**What to produce:** Using the records below, write out the line with "Target: blurred tree" and each line after it through the final one, exactly, and only those.
╭─ Information provided
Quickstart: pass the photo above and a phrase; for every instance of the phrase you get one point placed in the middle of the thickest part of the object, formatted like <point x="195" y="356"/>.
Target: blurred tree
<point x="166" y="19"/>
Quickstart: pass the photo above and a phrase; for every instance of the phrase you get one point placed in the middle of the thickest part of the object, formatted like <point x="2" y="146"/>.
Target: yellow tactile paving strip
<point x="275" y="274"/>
╰─
**Written solution:**
Target: blurred tree
<point x="166" y="19"/>
Quickstart: pass the photo above and a phrase; for every instance of the phrase you get one point placed in the middle of the thickest part of the object, formatted like <point x="2" y="146"/>.
Target: yellow tactile paving strip
<point x="275" y="274"/>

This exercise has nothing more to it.